Data for analysis =

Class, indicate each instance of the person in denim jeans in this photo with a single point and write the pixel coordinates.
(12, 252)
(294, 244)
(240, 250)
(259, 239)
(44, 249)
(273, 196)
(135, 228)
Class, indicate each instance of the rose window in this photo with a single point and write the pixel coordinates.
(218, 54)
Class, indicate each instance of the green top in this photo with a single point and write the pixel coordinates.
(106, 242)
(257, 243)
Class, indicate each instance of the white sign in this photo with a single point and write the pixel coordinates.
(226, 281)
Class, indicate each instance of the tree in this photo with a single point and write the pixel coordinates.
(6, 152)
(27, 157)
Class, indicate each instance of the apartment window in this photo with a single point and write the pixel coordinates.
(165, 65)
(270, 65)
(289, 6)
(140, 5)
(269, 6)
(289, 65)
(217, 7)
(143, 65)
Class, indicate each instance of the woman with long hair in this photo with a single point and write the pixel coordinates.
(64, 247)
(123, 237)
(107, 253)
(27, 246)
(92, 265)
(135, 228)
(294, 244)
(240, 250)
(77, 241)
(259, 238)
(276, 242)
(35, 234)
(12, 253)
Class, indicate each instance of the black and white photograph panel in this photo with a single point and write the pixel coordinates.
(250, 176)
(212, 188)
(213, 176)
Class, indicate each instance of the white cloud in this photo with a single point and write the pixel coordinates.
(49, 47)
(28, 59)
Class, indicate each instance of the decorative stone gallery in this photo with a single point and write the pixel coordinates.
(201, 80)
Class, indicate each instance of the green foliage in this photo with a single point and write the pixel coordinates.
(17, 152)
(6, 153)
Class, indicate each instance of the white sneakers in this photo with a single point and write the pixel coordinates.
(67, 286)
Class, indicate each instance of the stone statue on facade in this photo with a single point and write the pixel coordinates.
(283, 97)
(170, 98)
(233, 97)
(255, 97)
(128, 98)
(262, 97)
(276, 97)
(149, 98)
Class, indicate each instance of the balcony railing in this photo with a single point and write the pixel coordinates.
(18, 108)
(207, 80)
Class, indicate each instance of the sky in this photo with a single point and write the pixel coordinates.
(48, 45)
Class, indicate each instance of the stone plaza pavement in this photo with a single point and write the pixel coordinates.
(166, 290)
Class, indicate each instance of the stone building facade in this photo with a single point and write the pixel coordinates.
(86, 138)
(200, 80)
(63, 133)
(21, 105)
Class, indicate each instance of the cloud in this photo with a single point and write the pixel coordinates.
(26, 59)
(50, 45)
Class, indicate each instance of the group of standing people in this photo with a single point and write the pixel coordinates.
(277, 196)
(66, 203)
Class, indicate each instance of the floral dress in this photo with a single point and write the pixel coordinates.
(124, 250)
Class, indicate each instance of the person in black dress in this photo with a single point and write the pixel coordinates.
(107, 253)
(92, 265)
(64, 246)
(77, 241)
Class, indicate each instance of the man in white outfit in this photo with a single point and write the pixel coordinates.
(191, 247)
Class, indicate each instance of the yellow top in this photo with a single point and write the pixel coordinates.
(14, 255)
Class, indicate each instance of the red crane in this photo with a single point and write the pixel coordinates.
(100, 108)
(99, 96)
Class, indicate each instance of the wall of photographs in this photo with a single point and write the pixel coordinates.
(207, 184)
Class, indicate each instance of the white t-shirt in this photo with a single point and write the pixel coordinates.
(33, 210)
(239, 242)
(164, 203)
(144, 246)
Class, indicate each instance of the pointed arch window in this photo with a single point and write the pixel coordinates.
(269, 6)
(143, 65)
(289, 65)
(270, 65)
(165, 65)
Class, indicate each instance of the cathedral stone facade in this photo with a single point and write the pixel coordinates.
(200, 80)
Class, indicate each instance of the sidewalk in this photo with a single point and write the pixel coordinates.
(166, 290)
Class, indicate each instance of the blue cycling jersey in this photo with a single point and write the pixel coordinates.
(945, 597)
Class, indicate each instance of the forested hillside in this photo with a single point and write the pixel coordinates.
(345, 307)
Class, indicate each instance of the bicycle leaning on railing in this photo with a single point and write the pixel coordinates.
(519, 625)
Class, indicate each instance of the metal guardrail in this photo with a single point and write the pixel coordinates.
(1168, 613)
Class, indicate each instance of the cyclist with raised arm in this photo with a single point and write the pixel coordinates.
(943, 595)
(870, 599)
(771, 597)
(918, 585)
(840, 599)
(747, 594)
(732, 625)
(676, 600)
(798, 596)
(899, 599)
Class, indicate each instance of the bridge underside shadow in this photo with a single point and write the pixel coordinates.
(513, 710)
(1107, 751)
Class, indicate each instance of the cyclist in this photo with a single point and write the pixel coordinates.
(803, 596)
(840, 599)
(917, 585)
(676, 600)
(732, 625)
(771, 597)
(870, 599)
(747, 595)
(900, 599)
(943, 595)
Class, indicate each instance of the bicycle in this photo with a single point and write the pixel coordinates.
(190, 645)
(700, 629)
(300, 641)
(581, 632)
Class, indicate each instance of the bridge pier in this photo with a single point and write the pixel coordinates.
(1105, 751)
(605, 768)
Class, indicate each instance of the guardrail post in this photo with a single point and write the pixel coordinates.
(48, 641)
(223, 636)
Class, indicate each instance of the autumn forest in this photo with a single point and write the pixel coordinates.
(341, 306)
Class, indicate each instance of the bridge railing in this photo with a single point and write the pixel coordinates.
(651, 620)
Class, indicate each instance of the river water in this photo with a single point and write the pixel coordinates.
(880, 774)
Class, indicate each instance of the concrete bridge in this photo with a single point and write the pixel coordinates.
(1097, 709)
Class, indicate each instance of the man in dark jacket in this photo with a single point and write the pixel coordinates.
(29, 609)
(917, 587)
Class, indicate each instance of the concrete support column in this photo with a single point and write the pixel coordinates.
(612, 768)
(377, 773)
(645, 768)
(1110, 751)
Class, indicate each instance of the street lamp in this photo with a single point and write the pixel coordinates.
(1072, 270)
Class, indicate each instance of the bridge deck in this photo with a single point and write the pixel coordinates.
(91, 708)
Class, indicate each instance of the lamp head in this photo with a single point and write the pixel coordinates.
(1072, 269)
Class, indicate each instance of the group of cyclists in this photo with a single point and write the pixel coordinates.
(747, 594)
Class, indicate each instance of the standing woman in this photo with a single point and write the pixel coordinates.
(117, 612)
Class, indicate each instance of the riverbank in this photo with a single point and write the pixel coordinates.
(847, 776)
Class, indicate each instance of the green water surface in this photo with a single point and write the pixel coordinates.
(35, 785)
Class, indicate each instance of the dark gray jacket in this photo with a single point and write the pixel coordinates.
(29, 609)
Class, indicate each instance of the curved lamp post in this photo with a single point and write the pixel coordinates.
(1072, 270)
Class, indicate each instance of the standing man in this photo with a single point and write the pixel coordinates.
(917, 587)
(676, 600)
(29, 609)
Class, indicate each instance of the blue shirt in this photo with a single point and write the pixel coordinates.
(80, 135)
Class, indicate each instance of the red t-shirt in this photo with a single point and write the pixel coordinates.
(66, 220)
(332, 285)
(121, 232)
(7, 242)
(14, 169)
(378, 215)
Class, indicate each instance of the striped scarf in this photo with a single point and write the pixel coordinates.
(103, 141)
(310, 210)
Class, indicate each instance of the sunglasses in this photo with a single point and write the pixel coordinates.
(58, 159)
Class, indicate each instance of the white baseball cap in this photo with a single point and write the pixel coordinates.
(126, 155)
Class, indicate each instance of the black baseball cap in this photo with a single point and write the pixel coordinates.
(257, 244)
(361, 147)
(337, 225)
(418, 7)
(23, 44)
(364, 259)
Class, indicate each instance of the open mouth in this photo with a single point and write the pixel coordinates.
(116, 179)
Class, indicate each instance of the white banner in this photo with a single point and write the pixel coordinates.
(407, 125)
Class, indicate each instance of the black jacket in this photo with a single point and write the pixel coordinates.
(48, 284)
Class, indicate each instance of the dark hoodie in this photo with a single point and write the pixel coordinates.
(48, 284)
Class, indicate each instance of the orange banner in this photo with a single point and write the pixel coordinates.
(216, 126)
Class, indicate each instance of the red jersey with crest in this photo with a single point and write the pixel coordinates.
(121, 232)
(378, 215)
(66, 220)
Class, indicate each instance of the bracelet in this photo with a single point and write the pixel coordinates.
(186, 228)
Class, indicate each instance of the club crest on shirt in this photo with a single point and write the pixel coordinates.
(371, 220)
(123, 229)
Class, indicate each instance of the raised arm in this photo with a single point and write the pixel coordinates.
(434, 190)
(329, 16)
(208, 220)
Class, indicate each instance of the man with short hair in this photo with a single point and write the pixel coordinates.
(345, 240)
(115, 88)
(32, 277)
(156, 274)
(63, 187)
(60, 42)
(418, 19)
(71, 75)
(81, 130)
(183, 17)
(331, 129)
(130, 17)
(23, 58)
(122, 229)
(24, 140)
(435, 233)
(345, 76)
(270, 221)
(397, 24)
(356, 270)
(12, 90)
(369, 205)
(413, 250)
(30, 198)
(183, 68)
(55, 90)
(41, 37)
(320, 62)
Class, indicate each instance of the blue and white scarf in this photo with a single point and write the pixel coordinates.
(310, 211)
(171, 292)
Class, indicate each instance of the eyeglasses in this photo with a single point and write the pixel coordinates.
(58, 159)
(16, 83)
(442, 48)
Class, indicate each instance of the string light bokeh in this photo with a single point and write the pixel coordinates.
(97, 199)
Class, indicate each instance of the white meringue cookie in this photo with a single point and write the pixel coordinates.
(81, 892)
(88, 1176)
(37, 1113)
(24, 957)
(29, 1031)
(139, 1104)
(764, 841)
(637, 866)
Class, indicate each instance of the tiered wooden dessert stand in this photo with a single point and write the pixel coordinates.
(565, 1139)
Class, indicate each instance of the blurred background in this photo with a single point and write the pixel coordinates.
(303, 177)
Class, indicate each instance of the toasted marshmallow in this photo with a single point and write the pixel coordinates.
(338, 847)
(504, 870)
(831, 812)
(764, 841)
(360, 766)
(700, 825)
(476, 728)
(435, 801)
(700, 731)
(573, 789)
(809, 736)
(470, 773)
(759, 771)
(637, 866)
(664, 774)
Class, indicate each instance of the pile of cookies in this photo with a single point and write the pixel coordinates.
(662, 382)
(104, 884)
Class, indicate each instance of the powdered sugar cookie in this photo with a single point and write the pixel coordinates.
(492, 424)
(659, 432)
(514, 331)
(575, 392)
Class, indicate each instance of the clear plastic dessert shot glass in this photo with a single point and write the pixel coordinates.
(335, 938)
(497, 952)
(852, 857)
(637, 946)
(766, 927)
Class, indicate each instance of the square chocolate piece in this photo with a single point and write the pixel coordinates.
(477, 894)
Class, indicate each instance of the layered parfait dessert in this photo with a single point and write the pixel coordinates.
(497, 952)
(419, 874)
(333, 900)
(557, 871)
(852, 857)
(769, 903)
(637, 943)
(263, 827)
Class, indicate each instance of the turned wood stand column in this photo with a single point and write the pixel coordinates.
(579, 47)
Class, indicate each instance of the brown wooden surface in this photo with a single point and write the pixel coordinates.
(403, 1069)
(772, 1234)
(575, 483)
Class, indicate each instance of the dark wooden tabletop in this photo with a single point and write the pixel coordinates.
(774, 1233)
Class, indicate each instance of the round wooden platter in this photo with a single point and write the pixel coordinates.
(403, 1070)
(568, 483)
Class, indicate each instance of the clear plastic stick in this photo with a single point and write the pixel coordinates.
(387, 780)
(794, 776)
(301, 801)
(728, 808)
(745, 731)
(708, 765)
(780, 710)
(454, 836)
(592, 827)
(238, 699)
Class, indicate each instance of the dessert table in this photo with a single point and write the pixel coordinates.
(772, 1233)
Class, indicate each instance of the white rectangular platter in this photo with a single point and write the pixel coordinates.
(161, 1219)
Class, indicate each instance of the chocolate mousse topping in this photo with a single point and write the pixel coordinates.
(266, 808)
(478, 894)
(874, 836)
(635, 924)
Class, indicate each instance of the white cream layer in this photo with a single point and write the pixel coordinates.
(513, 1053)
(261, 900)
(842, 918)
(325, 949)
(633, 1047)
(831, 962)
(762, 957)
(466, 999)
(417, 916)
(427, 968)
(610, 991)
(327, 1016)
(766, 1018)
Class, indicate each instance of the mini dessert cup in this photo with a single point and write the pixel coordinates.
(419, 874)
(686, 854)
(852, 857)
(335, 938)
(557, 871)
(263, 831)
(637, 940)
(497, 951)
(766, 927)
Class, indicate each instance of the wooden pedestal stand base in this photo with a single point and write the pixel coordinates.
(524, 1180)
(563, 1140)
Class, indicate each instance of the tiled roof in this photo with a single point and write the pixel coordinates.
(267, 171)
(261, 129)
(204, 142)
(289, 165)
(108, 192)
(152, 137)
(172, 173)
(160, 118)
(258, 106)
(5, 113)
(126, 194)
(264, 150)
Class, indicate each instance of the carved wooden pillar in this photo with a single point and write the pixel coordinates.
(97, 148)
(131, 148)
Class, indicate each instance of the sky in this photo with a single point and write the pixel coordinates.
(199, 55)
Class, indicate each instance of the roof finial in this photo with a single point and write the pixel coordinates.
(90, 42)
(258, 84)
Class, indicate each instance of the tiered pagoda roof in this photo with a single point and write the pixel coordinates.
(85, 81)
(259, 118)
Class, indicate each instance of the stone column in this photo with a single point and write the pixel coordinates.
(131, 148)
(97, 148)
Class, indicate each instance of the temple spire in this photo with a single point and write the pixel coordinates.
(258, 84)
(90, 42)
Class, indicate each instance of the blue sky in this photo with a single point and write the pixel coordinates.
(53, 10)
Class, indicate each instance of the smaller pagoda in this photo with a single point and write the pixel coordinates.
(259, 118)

Task statement =
Transcribe exactly the line containing "Class, indicate each instance of the roof" and all remaining lines of the material, ending with the last one.

Your solution =
Class, indicate each instance of the roof finial in this photo with a single point and write the pixel coordinates.
(90, 42)
(258, 84)
Class, indicate each instance of the tiered pagoda roof in this photo with a single point and write the pixel coordinates.
(85, 81)
(259, 118)
Class, indicate each instance of the stone column in this photo with a single point and write the pixel coordinates.
(131, 148)
(97, 148)
Class, indicate each instance of the temple spire in this photo with a single point and write the pixel coordinates.
(258, 84)
(90, 42)
Class, indicate each instance of the blue sky in this photo with a single point and write the pixel coordinates.
(53, 10)
Class, indicate each instance of the smaller pagoda in this photo with a single point and write the pixel coordinates.
(259, 118)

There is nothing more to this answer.